PASSAGE PROVIDED>
* begin *

On behalf of the refugees in Germany, the Human Rights Association in Bremen, the VoiceAfrica in Jena, and all the good people who have been supporting the struggle for the rights of the refugees and migrants, I welcome you all to this refugee congress in Jena. No doubt, I believe that this is already a well known fact, that the situation for the refugees today has been getting worse and deteriorating with every turn of the new laws. Not only that but more and more laws are being passed every day to exclude us from norman German society. More and more measures are put in place, to make it impossible for us to live in Europe. The latests inovation in such attacks is that the policy of exclusion and prevention, is now being organised on a Europe-wide level. As these new measures are being increased and sharpened against us we the refugees are forced inevitably to come together to fight for our rights together.

It was only recently in 1998 through the caravan movement that we refugees for the first time found our voice and started to express ourselves politically. With the slogan we have no vote but we have a voice we travelled through over 44 German cities in 35 days. In this caravan tens of thousands of refugees, men and women were able to come together politically to express their collective determination, to fight for our rights. One cannot over emphasise the fact that the caravan project has helped us in no small way since then to shape our effective basis for refugees and migrants from Africa, Asia, Middle East and South America and German anti-racist groups to come together for a common course.

At a more appropriate time during the course of this meeting we shall endeaver to evaluate what we have already achieved and also articulate new strategies for sustaining and strengthening the caravan project.

Of course there are many reasons for us to rise to the challenges facing us today in Germany and elsewhere in Europe. But before we go deeper into discussing these conditions and articulating our strategies of resistance, it is important that we first and foremost remember why we were forced to flee our countries in the first place. German and European politicians are adamant to deny that there are any justifiable reasons for us to come to Europe. They have invariably argued that Germany has no responcibilty whatsoever in the causes of the problems of the world and the economic crisis. Nothing can be further from the truth than such political denials. In fact there is a very direct connection between Europes multinational and economic political interventions in our countries and the creation of refugees. Cheap oil and gas coming from Nigeria to Europe as a result of the neo-colonial partnership between multinational co-operations like shell and the succesful military dictatorships that have ruled and ruined Nigeria for the past 32 years. In 1956 in was western interests that drove the 1966 military overthrow of Nigeria's constitutionally elected government. That coup marked the destruction of post independent democratic measures which had given rights for example to the Ogoni ethnic people in the Niger delta. This systematic destruction of democratic measures and the political and the economic disposseion of the Ogonis paved the way for the ruthless expolitaion of Nigeria's oil resources for the past three decades. Today the Niger delta is in flames, while billions of dollars worth of natural wealth has been take away overseas.

* end *

EXERCISE TASKS>
A. Translate this sentence from the refugee congress speech into Spanish: "Of course there are many reasons for us to rise to the challenges facing us today in Germany and elsewhere in Europe."
B. Continue the welcoming speech to the refugee congress in Jena from its last sentence onward.
The rows are not needed for anything here.

[Region annotation entries]
* begin *

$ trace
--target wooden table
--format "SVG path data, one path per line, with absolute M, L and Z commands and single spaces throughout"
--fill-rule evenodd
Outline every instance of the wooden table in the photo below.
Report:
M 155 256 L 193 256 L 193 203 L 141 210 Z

* end *

RESPONSES TO THE TASKS>
A. Por supuesto, hay muchas razones para que estemos a la altura de los desafíos que enfrentamos hoy en Alemania y en otras partes de Europa.

B.
I have concentrated on my own country, but the speakers in this section of the congress will explain not only the situation in Africa but also Asia, Latin America and the Middle East. And as more more refugees join the Caravan movement we will develop our understanding and will be able to take a political position on other areas of the world.

Most people have heard that Otto Schily the Inner Minister from Germany has embarked on the road to dismantle the asylum rights completely. Otto Schily not only expresses this aim on behalf of the German state he also expresses the general tendency in European politics. Schily's concept is to throw out of the window, all considerations of political persecution and human rights violations as a reason for flight and limit the criteria to enter this country purely to the economic interests of the German state. Ironically, refugees fleeing persecution know very well what happens when the economic interests of countries like Germany are given free reign in their homelands - corrupt dictatorships, terror and persecution of those who try to fight for human and social rights and against the destruction of the environment.

Helmut Kohl, argued that 'yes there are problems in the world' but 'why do refugees have to come to Germany?'. Otto Schilly has gone one step further. He argues that asylum laws themselves are outmoded and unneccessary because with neo-liberal economics are accompanied by liberal politics, so he argues that the days of dictatorships and human rights violations are receding.

Our position in this congress is that claims that the neo-liberal economic plans are already producing democratic roots is not true at all. These arguments by the rich countries are being made in the case of Nigeria and it has several objectives. First is to say that there is a new democratic government in Nigeria and therefore everything is going well, so therefore new investment opportunities are available for rich countries and further refugees do not have to come here from Nigeria. But the recent events in Nigeria points towards the opposite. Not only that the Niger delta crisis is escalating because the multinational countries that suspended their operations several years ago are attempting to come back, other problems, sparking religious conflict are threatening to plunge the country into civil war.

The same arguments are put forward for Iran. Germany is in fact in the leadership of this campaign to put a mask of democracy on the anti-women Islamic fundemantalist regime in Iran. Our comrade from Iran will explain this later today in greater depth. German foreigners police is blatantly collaborating with the anti-women policies of the regime by forcibly putting veils on Iranian women so that emmergency passports can be made by the Iranian embassy to enable their deportation. As you know the Iranian Embassy refuses to issue a passport to women who do not wear a head scarf. Again Germany achieves two things. By painting a veil of democracy on the Iranian regime it opens the door for even more massive investment in Iran at the same time deportaions to Iran will also increase.

Just as there are two sides to the relationship Germany has to our home countries, - for us refugees too there are two side to our problem and our consciouseness. On the one hand we have to struggle against deportation and social exclusion to survive here and deeply connected to this we will express the terrible problems of our brothers and sisters that we have had to leave behind. The German government accuse us of being economic refugees. Maybe this is what they want us to be. It is probably their hope that the few of us who get the right to stay here become integrated into this economic system that destroys our countries. We will not be as they want us to be.

The 'Caravan for the Rights of the Refugees and Migrants' will show what political refugees are capable of.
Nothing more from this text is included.